◆ SHORT PROBLEM
Using the entries below, transcribe exactly the line containing "the red and" and each line that follows it to the end.

◆ RECORDS
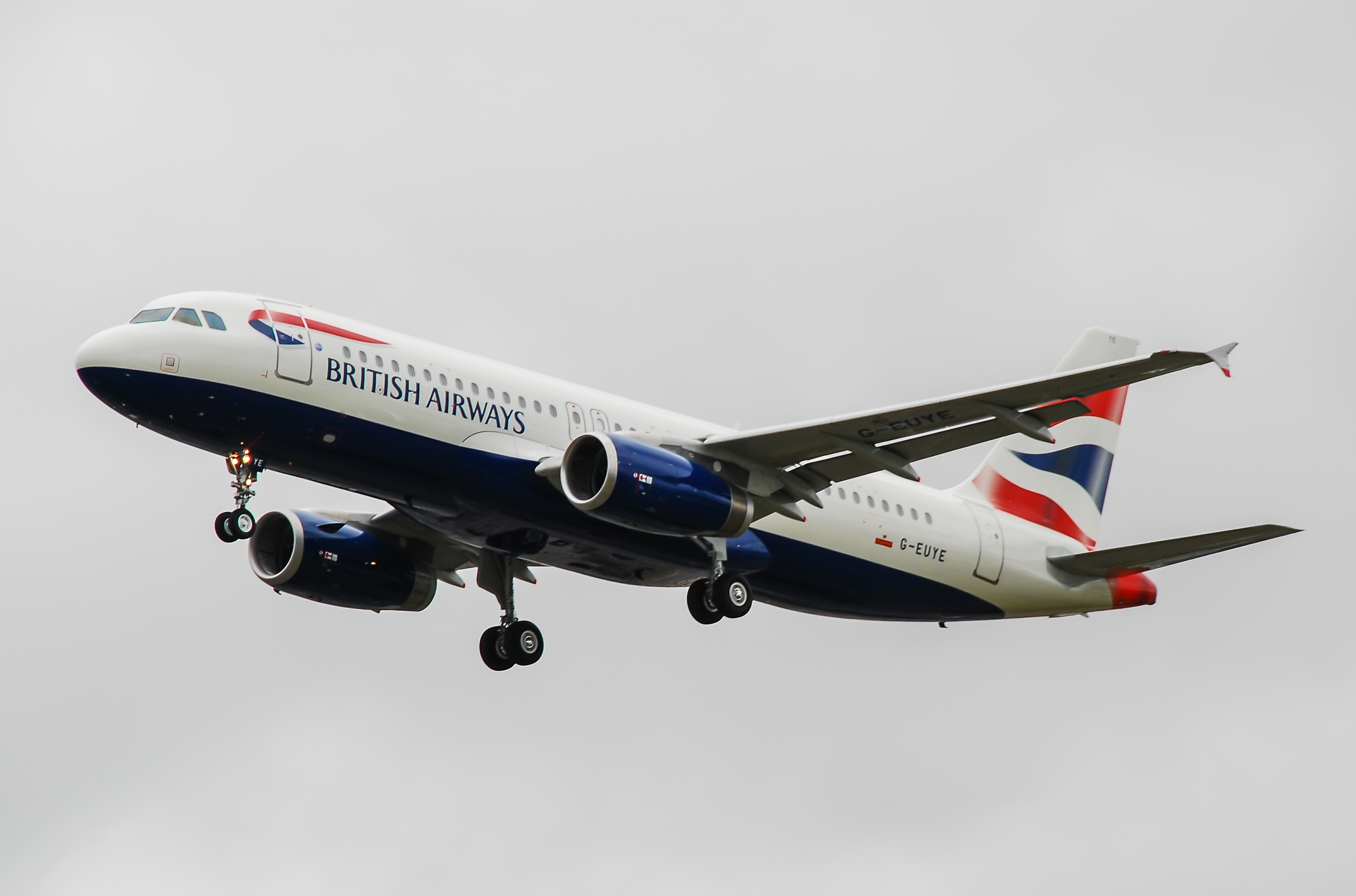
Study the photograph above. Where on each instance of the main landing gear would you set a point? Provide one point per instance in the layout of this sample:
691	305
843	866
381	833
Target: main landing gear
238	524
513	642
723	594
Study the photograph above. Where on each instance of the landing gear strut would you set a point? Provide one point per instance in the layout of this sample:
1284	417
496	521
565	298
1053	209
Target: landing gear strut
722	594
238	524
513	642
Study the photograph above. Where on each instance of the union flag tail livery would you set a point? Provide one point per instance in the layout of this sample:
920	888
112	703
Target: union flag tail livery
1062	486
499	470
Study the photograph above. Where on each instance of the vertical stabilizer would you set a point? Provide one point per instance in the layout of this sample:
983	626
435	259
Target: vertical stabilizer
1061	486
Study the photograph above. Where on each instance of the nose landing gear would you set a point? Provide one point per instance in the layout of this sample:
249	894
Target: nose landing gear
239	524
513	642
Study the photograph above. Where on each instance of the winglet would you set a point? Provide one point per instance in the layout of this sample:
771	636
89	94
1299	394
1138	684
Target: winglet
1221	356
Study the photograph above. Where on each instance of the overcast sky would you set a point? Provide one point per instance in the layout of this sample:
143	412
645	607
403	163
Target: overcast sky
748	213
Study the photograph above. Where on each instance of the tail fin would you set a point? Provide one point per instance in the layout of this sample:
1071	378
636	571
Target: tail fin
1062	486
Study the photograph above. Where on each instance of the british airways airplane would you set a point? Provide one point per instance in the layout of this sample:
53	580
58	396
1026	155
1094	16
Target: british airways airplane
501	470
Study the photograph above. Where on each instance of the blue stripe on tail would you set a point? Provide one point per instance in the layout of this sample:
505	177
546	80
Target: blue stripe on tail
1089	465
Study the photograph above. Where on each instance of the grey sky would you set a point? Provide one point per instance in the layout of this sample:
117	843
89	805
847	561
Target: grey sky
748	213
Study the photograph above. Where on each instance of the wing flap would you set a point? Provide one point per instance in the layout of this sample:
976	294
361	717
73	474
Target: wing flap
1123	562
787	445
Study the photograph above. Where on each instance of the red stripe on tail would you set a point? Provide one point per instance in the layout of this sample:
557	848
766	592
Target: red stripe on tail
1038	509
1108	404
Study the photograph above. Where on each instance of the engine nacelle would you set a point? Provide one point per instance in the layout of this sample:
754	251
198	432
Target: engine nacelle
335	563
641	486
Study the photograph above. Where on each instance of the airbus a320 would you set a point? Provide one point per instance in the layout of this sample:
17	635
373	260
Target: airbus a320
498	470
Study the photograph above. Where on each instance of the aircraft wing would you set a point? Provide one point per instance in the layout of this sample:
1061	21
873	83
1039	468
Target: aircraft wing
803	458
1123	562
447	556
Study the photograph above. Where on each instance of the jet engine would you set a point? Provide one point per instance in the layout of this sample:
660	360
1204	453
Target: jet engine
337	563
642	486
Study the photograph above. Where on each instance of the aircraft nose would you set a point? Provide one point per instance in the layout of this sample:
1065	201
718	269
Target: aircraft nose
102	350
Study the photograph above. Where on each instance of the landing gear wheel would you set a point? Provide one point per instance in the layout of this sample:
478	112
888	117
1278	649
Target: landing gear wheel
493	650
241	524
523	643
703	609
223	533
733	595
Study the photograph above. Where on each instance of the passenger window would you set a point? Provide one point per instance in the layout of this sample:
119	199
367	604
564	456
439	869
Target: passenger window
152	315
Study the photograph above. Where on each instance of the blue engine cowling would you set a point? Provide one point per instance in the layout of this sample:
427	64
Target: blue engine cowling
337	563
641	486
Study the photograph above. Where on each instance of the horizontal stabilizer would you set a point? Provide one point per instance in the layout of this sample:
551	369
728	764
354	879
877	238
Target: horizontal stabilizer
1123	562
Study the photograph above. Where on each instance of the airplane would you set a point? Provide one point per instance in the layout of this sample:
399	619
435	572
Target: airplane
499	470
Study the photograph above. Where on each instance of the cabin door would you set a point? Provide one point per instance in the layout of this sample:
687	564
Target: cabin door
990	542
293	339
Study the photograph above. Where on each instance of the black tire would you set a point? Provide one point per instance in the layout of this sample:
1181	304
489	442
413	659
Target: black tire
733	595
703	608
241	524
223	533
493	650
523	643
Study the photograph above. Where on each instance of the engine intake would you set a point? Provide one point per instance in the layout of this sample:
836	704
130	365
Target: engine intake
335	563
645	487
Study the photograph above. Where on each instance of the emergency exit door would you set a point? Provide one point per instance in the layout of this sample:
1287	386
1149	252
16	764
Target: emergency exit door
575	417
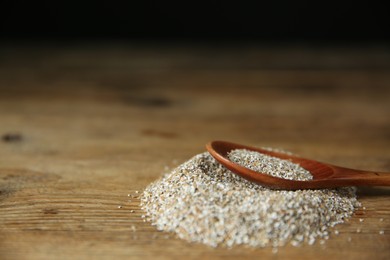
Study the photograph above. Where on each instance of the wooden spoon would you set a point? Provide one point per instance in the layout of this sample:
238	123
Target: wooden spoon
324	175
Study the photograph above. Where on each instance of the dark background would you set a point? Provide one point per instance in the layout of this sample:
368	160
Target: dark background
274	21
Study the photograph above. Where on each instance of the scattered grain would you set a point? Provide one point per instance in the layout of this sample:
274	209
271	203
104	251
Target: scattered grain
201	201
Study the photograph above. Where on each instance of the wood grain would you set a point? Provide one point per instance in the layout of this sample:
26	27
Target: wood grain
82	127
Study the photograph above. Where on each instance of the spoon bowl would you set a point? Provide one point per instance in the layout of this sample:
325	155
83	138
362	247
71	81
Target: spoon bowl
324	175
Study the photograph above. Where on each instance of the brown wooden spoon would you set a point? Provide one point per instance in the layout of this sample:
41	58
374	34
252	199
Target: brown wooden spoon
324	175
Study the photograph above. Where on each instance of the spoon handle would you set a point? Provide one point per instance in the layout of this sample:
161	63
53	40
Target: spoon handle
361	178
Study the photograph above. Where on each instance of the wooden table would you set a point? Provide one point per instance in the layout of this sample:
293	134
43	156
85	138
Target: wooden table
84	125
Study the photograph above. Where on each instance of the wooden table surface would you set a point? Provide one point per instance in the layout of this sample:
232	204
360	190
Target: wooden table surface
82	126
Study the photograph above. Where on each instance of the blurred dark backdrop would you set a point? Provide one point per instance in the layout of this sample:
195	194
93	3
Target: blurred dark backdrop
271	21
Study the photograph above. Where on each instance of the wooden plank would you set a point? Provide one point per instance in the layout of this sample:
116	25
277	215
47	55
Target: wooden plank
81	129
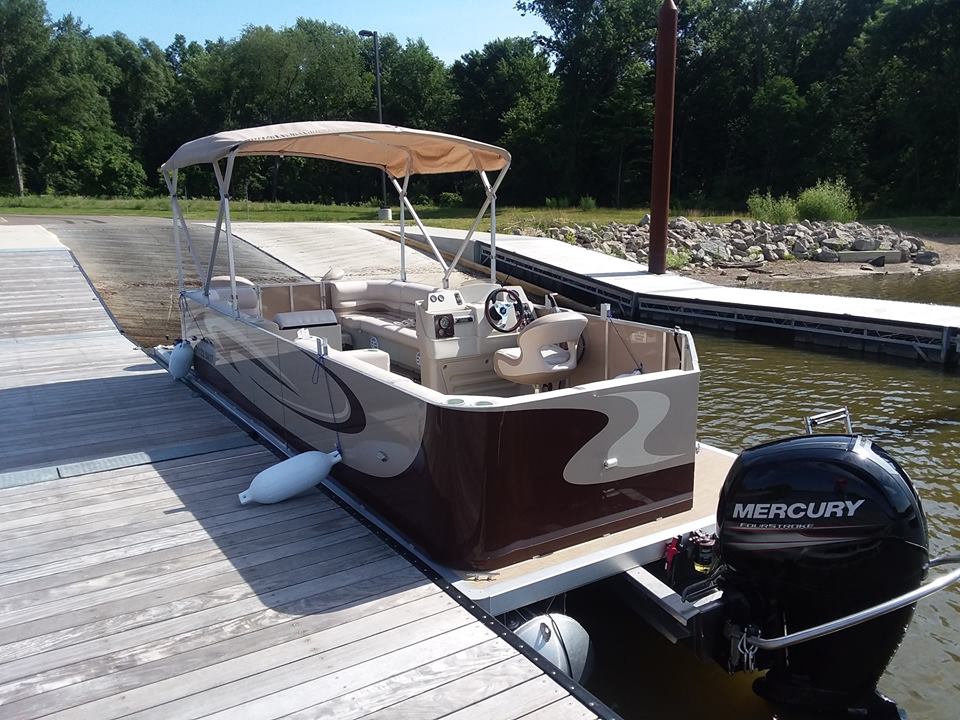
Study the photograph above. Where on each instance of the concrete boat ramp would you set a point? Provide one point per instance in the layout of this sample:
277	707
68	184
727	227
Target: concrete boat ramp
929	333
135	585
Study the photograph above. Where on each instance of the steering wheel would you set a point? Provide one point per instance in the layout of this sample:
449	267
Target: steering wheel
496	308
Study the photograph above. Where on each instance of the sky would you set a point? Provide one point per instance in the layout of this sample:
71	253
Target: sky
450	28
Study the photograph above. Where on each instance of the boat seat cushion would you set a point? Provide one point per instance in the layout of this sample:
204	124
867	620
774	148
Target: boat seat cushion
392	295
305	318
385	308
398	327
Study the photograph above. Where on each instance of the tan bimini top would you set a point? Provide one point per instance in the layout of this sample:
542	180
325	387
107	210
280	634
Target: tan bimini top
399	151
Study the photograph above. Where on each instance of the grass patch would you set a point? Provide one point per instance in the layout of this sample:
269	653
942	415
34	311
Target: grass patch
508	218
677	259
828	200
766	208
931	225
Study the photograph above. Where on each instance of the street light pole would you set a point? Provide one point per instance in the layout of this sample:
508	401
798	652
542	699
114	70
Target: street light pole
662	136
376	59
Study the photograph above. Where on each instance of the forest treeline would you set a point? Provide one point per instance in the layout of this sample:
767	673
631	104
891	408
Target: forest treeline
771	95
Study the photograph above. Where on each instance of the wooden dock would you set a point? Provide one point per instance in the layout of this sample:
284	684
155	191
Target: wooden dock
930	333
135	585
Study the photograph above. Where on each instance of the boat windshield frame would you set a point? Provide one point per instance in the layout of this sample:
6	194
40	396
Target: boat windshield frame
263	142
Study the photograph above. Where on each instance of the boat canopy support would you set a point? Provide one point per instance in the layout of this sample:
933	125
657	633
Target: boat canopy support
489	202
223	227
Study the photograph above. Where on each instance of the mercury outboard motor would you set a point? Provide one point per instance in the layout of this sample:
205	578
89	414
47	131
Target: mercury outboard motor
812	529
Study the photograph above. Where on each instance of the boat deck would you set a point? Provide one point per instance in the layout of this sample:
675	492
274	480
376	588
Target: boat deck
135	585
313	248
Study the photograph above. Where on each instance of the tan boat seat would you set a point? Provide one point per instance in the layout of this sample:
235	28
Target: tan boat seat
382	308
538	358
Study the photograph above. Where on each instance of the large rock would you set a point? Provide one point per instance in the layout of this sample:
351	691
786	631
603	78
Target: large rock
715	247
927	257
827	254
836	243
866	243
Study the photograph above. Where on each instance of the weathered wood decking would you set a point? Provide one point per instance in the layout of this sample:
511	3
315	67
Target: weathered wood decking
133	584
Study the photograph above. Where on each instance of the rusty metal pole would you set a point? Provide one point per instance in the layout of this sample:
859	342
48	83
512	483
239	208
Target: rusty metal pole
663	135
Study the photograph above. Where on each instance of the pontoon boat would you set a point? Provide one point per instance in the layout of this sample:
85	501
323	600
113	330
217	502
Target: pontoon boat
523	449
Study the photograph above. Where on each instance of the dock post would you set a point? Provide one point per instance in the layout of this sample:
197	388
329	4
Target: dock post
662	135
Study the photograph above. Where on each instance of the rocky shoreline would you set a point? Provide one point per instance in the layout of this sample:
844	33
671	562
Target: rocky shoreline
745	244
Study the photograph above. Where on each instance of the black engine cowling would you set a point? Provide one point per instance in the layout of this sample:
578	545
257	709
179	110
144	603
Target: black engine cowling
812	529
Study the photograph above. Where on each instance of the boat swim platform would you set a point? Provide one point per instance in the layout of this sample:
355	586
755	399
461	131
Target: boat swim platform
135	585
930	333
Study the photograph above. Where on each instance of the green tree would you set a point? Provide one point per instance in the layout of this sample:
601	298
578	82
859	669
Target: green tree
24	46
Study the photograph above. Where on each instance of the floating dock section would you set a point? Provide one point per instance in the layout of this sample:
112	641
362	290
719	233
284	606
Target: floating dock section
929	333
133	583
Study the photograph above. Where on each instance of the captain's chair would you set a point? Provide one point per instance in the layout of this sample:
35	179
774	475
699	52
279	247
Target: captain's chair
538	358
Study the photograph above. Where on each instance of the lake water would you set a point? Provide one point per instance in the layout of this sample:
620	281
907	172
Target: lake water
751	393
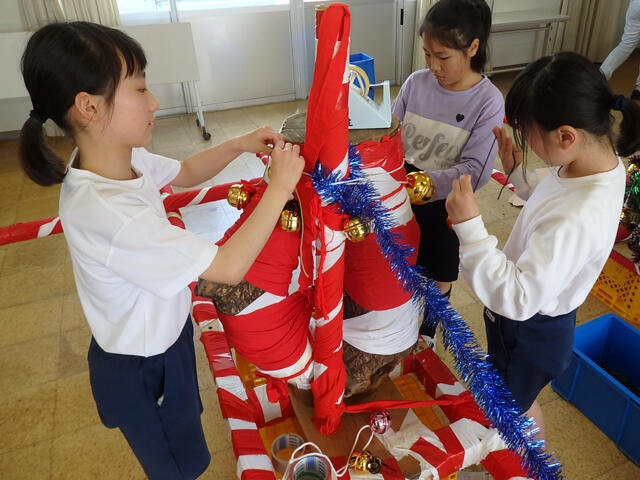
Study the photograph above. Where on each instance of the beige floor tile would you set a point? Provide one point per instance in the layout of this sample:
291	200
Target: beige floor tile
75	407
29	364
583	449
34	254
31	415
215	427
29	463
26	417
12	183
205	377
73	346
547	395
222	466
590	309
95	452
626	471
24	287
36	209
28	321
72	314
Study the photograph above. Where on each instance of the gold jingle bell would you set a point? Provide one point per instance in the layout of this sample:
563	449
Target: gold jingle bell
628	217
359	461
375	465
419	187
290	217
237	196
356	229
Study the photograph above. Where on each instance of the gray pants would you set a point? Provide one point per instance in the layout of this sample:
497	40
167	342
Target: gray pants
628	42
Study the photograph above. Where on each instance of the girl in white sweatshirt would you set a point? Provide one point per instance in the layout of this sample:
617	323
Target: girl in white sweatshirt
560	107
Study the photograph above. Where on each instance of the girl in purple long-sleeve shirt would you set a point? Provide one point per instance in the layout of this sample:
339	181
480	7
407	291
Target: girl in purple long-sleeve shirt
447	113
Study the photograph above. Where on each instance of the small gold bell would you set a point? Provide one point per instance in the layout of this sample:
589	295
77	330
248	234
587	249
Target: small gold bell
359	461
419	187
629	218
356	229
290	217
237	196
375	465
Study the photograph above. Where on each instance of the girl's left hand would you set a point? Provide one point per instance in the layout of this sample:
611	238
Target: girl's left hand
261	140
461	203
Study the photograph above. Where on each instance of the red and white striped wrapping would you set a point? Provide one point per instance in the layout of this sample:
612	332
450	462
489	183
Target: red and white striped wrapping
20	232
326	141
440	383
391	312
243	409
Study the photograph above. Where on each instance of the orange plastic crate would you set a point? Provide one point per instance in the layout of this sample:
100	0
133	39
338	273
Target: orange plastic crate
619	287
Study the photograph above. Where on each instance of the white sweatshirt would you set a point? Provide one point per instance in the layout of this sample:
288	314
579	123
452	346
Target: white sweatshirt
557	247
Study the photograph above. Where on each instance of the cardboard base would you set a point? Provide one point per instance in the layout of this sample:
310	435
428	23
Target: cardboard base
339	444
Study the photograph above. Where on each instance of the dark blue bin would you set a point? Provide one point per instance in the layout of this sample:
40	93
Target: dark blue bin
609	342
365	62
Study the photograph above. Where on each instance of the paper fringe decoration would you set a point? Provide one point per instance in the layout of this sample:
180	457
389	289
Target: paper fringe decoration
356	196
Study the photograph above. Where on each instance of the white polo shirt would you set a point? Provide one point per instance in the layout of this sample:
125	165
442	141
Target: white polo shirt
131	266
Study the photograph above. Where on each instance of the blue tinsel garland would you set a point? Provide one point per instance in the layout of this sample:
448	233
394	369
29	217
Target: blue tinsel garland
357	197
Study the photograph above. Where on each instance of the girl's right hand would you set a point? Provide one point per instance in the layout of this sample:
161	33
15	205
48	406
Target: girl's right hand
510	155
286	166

◆ WRITTEN SOLUTION
Study the photograph above. Where on each instance of the red and white striped wrapping would you set a point? Provide one point per instance in the layout of this sample:
612	332
450	462
489	183
Target: red and white striped wrapping
20	232
326	141
440	383
391	312
243	409
Study the photograph above. Where on each instance of the orange plastic crate would you set a point? Provide one point per instance in the layout of this sample:
100	0
133	39
338	273
Target: orange plastic crate
619	287
Study the photograph above. Where on each instance of the white sweatshirt would you set a point? Provide one point per instance in the layout of this sample:
288	314
579	123
452	346
Target: white sweatshirt
557	247
Study the photograph above. Where on each instance of the cardboard base would you set a point? Provide one point per instance in the layout of this sample:
310	435
428	23
Target: cardboard base
339	444
Study the photograph above. Where on each instance of the dark blue bin would you set a point? Provide one point per instance in the layout of this sample:
40	93
Target: dark blue bin
609	342
365	62
Study the photograph above. Where on each instance of the paper fringe decoration would you set a point? Provide one point per instance in the layout of this sample:
180	457
389	289
Target: paper fringe decoration
356	196
Study the photograph above. Where on each instance of the white polo shirt would you set a point? Provide one point per instance in the layout of this sample:
125	165
442	141
Target: white polo shirt
131	266
Study the photograph above. Where on each instance of the blue tinsel garland would you set a point? Provide one point per instance in the layout of this sample:
448	233
394	369
29	217
Target: blue tinsel garland
357	197
Study the photograph above. Where on each instance of the girl's right hand would you set a point? Provide one point per instance in the layout of this sample:
161	33
15	205
48	406
Target: girl's right hand
510	155
286	166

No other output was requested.